• **DATA FOR PROCESSING**:

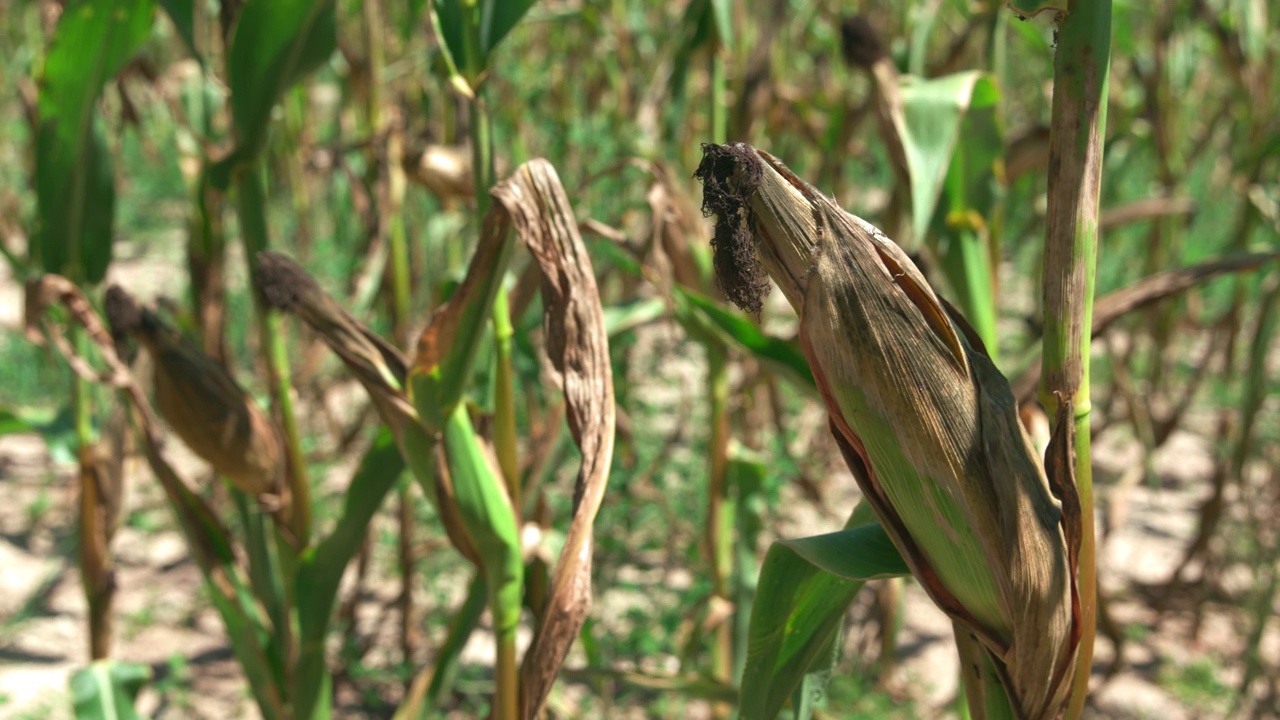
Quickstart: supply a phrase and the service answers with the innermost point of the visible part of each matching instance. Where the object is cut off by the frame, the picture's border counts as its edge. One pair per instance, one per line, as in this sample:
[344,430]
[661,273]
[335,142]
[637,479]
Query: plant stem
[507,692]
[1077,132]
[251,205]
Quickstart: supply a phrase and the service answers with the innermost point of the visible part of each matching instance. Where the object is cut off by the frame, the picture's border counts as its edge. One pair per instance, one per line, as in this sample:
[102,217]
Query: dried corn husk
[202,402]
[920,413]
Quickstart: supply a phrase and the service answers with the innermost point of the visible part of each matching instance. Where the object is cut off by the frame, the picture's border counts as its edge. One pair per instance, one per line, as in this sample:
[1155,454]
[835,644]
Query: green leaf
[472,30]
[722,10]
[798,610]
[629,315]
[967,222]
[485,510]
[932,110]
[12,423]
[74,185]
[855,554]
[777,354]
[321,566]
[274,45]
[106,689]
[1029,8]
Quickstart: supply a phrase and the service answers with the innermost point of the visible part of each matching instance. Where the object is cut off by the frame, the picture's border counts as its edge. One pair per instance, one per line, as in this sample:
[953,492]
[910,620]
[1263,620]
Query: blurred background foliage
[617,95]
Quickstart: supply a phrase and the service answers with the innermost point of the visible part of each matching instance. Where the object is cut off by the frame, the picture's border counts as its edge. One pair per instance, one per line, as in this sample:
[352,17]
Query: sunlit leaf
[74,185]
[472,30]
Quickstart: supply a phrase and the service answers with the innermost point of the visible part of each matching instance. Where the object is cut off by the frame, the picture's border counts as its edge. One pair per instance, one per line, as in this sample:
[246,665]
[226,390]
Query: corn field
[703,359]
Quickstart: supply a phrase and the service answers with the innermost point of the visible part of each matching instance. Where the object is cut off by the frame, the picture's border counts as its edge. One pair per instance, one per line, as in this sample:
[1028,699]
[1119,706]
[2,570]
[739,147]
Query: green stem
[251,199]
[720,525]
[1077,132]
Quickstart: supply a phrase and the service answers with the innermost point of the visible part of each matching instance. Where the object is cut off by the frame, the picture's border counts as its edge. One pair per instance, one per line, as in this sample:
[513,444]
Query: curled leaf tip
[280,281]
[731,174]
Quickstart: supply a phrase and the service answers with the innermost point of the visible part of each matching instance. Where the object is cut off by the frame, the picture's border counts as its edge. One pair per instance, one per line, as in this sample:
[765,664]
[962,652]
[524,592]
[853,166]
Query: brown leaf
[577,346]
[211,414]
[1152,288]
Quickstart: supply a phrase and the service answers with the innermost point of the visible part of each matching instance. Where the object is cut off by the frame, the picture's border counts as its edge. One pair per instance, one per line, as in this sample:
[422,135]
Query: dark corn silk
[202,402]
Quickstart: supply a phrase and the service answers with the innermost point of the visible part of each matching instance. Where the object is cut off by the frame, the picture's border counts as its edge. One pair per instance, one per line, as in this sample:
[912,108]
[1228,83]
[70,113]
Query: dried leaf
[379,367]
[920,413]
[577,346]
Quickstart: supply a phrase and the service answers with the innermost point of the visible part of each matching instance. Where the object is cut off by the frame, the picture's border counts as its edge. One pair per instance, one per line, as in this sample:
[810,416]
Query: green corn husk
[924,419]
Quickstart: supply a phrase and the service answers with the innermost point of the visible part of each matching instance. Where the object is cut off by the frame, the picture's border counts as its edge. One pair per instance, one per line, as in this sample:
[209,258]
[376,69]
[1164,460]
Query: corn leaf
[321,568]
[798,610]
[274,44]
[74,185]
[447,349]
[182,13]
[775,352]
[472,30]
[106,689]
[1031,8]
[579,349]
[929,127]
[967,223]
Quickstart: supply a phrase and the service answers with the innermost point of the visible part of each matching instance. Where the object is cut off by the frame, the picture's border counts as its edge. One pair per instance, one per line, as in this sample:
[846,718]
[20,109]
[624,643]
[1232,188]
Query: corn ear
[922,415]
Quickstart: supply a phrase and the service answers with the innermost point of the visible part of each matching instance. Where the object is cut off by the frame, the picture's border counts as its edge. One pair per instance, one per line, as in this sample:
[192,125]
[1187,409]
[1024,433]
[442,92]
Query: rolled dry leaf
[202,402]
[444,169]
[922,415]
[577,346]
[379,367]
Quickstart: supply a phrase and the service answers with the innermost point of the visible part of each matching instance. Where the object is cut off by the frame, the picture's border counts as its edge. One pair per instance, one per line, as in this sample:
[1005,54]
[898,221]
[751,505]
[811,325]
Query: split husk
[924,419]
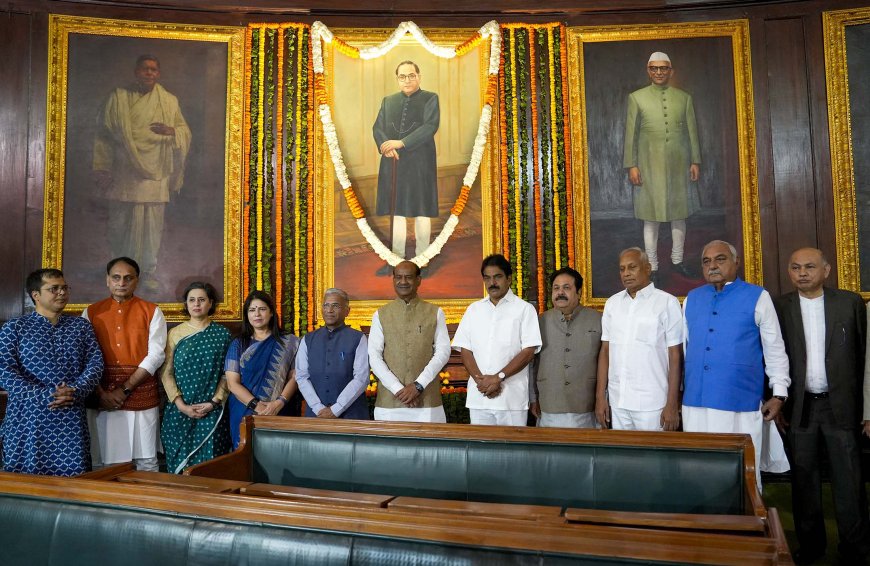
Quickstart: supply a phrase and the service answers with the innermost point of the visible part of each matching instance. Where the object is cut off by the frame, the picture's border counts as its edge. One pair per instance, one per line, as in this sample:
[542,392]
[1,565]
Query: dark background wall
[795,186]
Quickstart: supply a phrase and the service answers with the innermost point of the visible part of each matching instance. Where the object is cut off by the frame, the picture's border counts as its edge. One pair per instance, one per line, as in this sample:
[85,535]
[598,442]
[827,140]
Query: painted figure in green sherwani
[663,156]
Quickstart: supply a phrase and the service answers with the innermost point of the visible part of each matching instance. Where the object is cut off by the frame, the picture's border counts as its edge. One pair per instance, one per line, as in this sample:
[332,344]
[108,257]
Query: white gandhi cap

• **EXERCISE REQUIREMENTS**: Word for word, write out the full listing, leaving the pictures aside.

• **RESULT OF THE EXERCISE**:
Quickstart: supply a phrase and the service answers with the innermost point of the visible part of each matching instance. Where the object is cut off by the frame, the picture's border counts as its edge. One pair per instance, one per line, as in this sample:
[344,430]
[661,273]
[335,142]
[637,479]
Query: plant stem
[507,692]
[1077,132]
[251,205]
Quickstart: supply a phrase and the service answers with the innermost point of the visible part of each matching instance. Where the object is cut off by the frame, the picture's border counts as its edge. One pair per instance, one per line, as in this sample:
[102,217]
Query: dried corn husk
[202,402]
[920,413]
Quickstart: supply a phrase and the service answers with the innermost point of the visible part of each matching instance. Where the object is cut off by the frame, the picture's border counts as its edge. One pair per instance, one per line, as in this sample:
[1155,454]
[835,644]
Query: green leaf
[472,30]
[722,10]
[798,610]
[629,315]
[967,222]
[485,510]
[932,110]
[12,423]
[74,185]
[855,554]
[777,354]
[321,566]
[274,45]
[106,689]
[1029,8]
Quickstart: supply a phrase and the service answers with the innermost point of the visible part of each matching instance. Where the object is cut off by the frame, the picture's border counts as its edge. One pair per instance, one per line, as in this sample:
[953,492]
[910,620]
[1263,620]
Query: blurred background foliage
[617,95]
Quickstart: supply a phrase and the service answers with the innermost point of the visible part of each matching instance. Where the object is cut off by the frame, the picture's border counts as its edge. One pair per instance, one per line, as in this sample:
[352,17]
Query: sunlit leaf
[74,185]
[472,30]
Quickstart: supply a phrase and the service answers with the innermost point of the visible part of each matching instance. Where the object is cut off by the frame, the picture's border counts as its edge. One pair per instance, one per line, as in this sample:
[246,665]
[226,390]
Query: corn field
[703,359]
Quickstart: supply a phrase and the service answers with the innermost point of the visible part of each matching instance. Where the object is cut off by the frame, the picture's border counts as its edge. One pair per instance, one per line, as in this sample:
[1028,699]
[1119,706]
[2,570]
[739,147]
Query: green stem
[251,199]
[720,525]
[1077,132]
Quickstart: supply a phrase and the service answers with the innermost point of the visible part of each matching instance. Where the object is cut off by the frame, the picture's border counts as its edge. One pair per instance, one per line, as in this sample:
[513,444]
Query: curled leaf tip
[280,281]
[731,174]
Quickstart: supply a phrase and the service answers with the innermost point of the visible part of each matching instance. Where the object is cut off by the frame, the picture's border counts as its edge. One pair per instance, one per line, as in this sample:
[765,664]
[962,652]
[524,592]
[853,166]
Query: brown leaf
[577,346]
[211,414]
[1152,288]
Quickstart: supply a phrase and the service answers with the innermost point of the visible part of each matching instance. Where the object is cut off by the frame, the picture's border counts as its edge. One pair per instance, one per line, as in this sample:
[422,135]
Query: dark corn silk
[202,402]
Quickstart: supply a phrase and the service answers with the innermost point of the visible part of each matching instance. Where the object is cut off by the frame, the picture's border counts as its edge. One pair per instance, one per line, as in this sample:
[912,108]
[1228,83]
[70,113]
Query: dried leaf
[379,367]
[920,413]
[577,346]
Quickstart: supply a phrase and the service answers with the innermost point of the visible part of each matching instance. Where the object is cut off by the frame, the picture's border counts as its edge. One pair per instance, one per line, as in this sample:
[810,416]
Query: green corn husk
[924,419]
Quickstart: supply a phrase and the service answers with the innermost point of the visible part of each matching instance. Where the object is cut off by the frame, the picture's border counts as its edge. One pair per instance, one per line, as in this sample:
[209,258]
[376,69]
[1164,460]
Query: corn leaf
[321,568]
[798,610]
[274,44]
[74,185]
[447,349]
[182,13]
[775,352]
[472,30]
[106,689]
[1031,8]
[579,349]
[929,127]
[967,223]
Quickstart: supply a phrase and the service answers with the innermost point of the visible part of each matching instance. Where the object is cut off by the frame, the picture's border counts as its edge. One pair per instance, one per line, as in this sample:
[846,718]
[20,109]
[624,643]
[1232,188]
Query: corn ear
[922,415]
Quickstart: supply a phrase and the service answers with the innermost point of the visible part of each matching instance. Where the object is cut off by the frame, the picture's border counts as its edge. One pair per instance, one per line, as in this sample:
[192,125]
[1187,409]
[1024,433]
[442,92]
Query: rolled dry leaf
[202,402]
[444,169]
[922,415]
[577,346]
[379,367]
Quickstart: supply a phrase and the service answers with the innermost point of the visible part of each matching instance. Where the object is cut off by the frame, the picture's border counts as its edge. One pair per instance, one per line, as in this sample:
[1005,54]
[898,221]
[751,505]
[811,325]
Query: split husk
[924,419]
Quickstart: supply a phrase and the service answers with the innermost point of the visible part of each matching instance. Where the object is cut off by the frame, the picture's border counts as its edge. One pair per instance, one per line, as in this sample:
[542,392]
[1,565]
Query: dark background wall
[795,186]
Quickstart: supply a phrase and the service answers with the innermost point of the visible part of each matching instance. Where the object is cut off by the frame, the picture's border counts as its edge. One pair per instance, one per line, as in this sample:
[85,535]
[598,442]
[827,140]
Query: painted figure in green sherwani
[663,156]
Quickstart: supply a phrase and the service answers with the innermost point of the visible part of each matching instance. Where the object is cut off by the frame, the picture's border counts as its edge. One pair per instance, one per line, as in this sample:
[332,344]
[108,257]
Query: white gandhi cap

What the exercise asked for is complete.